▶ TASK PROMPT
Copy the entries word for word, from the beginning through the line containing "positive clicks: (75, 73) (173, 257)", and leave the pictures out of your copy.

+ + + +

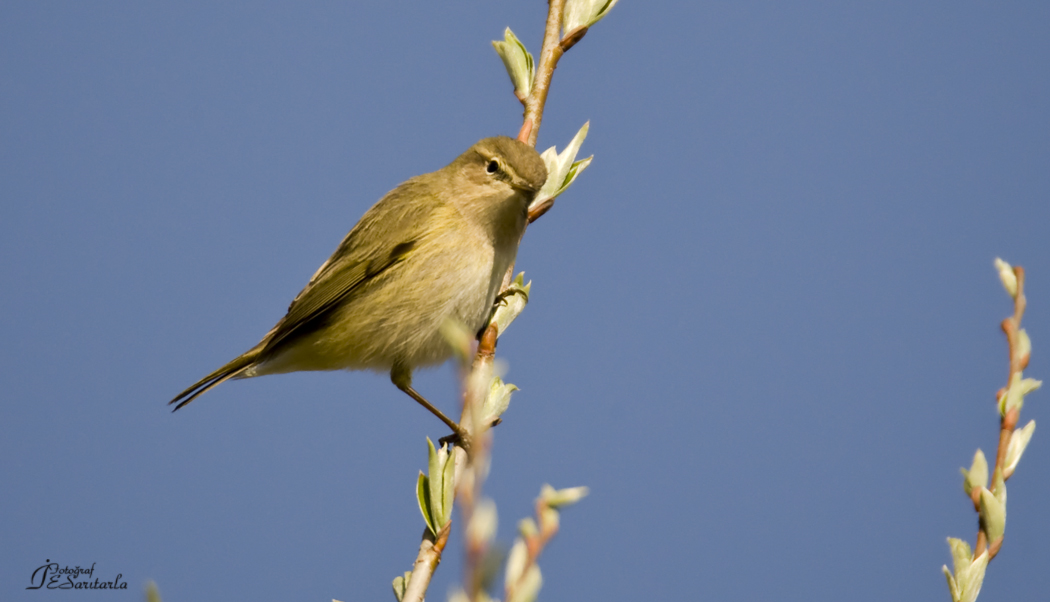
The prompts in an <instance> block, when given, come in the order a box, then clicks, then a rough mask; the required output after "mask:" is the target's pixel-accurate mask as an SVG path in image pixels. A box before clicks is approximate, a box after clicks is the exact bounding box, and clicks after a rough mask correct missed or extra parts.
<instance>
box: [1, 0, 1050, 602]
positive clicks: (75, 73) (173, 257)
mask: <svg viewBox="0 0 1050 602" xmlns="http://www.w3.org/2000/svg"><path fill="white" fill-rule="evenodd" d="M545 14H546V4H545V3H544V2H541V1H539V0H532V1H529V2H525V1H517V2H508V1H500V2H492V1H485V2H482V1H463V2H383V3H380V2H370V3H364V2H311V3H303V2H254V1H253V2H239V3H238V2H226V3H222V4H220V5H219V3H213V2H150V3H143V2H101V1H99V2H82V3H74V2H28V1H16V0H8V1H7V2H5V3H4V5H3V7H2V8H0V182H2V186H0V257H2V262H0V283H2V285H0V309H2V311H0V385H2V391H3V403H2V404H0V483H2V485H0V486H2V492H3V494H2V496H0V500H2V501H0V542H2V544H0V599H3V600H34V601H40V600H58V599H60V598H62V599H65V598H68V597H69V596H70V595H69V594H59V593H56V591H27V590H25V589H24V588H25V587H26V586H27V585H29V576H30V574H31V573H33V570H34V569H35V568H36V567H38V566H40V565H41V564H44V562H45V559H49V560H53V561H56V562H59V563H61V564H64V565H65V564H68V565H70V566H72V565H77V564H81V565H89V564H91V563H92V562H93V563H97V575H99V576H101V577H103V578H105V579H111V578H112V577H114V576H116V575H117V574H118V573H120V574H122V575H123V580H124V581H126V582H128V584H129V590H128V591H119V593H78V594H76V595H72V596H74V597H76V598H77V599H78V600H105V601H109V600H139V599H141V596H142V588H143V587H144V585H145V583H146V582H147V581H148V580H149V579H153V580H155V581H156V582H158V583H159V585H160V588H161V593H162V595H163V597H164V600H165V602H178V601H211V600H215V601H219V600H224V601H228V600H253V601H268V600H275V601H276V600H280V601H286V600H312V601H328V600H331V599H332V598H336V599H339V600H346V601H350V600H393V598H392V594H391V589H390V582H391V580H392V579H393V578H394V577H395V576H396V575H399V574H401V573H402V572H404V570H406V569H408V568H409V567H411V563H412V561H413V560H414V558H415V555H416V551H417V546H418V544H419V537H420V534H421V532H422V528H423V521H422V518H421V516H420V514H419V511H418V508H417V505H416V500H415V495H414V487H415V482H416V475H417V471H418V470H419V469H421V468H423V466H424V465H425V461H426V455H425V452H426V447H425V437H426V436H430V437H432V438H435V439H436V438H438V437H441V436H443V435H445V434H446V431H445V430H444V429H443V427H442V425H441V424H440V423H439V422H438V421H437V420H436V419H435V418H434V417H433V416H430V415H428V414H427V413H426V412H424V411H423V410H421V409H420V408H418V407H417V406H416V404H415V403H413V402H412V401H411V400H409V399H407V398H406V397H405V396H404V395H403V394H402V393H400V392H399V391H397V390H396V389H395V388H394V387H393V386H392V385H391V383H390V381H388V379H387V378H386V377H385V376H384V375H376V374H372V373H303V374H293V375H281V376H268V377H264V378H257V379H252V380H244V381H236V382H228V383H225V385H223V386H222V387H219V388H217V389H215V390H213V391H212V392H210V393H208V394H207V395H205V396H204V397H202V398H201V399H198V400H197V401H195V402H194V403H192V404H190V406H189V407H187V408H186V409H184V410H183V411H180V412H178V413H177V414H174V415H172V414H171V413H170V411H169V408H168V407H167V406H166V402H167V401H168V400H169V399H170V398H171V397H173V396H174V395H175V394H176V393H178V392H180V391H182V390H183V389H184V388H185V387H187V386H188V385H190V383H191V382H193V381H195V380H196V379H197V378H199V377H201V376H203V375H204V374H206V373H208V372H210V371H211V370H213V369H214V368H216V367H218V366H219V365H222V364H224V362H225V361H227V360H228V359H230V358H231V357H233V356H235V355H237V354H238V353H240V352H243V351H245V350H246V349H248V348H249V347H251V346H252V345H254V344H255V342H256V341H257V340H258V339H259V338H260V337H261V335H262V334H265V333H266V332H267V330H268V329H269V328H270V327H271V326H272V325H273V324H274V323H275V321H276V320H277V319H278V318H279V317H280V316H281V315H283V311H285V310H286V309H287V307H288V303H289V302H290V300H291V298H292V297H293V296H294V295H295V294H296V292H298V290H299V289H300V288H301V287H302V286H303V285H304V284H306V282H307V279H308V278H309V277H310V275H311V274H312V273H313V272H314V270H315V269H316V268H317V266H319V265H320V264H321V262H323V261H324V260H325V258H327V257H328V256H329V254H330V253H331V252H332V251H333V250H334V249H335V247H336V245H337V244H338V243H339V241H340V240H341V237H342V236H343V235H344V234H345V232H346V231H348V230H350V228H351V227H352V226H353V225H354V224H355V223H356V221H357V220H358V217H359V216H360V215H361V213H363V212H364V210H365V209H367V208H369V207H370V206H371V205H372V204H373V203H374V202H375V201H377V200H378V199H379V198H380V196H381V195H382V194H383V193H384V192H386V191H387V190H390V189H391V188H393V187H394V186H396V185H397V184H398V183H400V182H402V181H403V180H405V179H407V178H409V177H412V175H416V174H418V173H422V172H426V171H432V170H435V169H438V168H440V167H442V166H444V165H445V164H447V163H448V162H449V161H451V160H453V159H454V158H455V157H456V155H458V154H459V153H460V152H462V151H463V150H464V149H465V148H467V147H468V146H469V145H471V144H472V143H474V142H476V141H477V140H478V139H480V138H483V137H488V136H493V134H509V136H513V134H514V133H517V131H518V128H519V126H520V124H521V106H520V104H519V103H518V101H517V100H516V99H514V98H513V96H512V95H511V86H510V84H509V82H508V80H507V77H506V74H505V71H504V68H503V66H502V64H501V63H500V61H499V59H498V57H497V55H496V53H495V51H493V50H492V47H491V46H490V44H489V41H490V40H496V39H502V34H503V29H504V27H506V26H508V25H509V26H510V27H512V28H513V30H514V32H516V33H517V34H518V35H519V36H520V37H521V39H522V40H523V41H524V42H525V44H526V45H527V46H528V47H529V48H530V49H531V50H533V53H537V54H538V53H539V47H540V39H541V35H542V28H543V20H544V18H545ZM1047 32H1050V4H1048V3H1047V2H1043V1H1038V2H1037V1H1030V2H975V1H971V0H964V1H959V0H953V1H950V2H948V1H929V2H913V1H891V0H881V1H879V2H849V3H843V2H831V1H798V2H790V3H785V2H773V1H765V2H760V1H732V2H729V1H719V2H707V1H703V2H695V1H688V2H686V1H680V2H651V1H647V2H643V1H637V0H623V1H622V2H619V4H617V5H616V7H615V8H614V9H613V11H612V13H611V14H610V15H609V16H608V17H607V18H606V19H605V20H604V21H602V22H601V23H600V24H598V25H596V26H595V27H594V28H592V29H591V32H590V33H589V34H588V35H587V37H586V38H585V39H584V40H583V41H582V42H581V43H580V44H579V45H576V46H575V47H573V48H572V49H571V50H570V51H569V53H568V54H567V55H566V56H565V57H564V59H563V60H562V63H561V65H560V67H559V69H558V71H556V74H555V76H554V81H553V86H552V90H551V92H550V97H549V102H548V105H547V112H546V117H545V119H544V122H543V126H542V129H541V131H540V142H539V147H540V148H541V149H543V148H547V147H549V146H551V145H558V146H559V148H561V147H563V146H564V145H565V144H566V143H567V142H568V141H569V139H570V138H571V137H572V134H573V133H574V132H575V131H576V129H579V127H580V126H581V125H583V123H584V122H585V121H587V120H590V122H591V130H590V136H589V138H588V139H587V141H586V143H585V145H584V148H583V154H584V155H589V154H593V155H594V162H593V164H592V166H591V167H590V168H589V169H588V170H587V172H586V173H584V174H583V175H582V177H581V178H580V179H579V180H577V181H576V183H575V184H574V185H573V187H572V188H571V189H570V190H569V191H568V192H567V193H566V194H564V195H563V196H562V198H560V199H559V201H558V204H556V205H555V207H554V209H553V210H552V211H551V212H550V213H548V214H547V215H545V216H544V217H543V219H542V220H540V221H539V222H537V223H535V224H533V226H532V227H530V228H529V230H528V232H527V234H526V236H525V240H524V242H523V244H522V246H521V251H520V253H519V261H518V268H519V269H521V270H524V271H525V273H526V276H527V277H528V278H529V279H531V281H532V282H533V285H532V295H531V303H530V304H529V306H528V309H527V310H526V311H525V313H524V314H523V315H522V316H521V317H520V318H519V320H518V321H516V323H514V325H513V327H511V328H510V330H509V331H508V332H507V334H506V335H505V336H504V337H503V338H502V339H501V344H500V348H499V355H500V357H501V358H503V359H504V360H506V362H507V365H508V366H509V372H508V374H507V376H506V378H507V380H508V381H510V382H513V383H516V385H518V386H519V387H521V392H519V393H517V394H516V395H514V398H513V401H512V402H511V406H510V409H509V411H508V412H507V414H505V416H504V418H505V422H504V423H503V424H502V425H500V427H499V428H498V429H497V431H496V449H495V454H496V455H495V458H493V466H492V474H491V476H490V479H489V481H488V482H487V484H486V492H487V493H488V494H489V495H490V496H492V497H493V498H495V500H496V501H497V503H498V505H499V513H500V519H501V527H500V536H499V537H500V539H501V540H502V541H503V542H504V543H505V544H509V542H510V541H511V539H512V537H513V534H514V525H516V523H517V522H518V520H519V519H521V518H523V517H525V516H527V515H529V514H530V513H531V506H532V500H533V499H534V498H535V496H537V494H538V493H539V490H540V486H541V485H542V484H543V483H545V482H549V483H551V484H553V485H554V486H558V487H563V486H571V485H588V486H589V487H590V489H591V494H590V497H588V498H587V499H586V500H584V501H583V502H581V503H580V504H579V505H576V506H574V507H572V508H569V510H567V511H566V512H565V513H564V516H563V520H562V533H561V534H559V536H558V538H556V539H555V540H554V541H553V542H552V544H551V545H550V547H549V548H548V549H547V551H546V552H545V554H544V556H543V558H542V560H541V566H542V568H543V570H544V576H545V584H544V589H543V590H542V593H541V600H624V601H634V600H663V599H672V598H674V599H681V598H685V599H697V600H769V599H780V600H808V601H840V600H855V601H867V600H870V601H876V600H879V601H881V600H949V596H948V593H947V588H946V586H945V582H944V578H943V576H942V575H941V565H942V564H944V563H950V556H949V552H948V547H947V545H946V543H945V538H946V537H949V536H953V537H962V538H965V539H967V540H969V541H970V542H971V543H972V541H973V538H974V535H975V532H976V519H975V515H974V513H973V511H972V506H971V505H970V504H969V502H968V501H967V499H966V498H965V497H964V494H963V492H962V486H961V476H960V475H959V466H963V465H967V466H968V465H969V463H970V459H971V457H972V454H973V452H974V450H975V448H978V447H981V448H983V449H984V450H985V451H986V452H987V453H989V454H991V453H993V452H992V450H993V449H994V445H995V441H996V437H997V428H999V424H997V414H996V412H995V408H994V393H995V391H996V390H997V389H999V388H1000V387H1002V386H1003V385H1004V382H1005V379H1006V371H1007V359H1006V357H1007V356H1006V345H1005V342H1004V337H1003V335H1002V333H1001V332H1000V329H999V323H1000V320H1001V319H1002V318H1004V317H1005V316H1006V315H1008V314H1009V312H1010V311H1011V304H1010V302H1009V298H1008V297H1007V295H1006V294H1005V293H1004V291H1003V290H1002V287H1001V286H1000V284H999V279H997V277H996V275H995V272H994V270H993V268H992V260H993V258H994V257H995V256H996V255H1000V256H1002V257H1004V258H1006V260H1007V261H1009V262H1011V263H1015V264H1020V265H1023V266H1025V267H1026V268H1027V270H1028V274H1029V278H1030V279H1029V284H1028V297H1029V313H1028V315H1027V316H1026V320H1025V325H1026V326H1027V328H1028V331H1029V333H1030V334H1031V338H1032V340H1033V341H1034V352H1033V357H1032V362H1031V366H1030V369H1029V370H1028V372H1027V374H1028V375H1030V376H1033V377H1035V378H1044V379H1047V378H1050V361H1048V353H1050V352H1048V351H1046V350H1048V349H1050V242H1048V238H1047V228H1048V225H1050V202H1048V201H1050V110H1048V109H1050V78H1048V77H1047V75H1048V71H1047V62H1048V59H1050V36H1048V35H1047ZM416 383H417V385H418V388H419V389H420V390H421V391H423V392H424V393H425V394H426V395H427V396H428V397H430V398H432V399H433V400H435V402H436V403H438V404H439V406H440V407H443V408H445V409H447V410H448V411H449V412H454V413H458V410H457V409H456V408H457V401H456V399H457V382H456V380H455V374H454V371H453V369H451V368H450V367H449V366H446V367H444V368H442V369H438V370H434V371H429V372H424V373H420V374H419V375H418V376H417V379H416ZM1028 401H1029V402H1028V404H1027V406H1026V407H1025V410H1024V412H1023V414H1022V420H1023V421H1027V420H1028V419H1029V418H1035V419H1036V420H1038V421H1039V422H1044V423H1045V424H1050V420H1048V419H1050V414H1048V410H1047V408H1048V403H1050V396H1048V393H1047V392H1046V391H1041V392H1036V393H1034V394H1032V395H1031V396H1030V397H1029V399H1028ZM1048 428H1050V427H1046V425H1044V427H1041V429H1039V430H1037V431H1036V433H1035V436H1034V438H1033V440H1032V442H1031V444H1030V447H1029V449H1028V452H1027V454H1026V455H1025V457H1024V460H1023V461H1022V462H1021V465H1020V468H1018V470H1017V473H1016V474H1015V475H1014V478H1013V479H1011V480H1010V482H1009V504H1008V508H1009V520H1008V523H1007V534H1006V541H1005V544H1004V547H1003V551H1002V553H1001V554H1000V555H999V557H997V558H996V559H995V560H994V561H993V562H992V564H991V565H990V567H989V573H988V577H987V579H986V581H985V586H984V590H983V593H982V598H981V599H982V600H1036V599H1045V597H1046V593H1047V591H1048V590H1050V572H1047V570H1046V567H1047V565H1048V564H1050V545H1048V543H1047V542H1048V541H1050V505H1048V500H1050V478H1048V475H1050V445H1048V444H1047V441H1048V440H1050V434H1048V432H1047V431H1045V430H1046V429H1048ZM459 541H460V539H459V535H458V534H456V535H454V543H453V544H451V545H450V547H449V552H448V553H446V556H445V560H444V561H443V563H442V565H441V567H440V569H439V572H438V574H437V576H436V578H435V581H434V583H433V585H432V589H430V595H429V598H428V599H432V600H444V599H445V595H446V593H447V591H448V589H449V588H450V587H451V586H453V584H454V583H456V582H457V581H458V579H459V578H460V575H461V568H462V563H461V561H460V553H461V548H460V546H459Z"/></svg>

+ + + +

▶ FINISHED TASK
The prompts in an <instance> block, when given, come in the order a box, then clicks, then a rough mask; the required output after "mask:" is the target's pixel-accurate mask as an SVG path in image pixels. A box before clicks is approximate, a box after clicks is the exact bounding box, and clicks after a rough mask correct missed or extra parts.
<instance>
box: [1, 0, 1050, 602]
positive clicks: (75, 73) (173, 257)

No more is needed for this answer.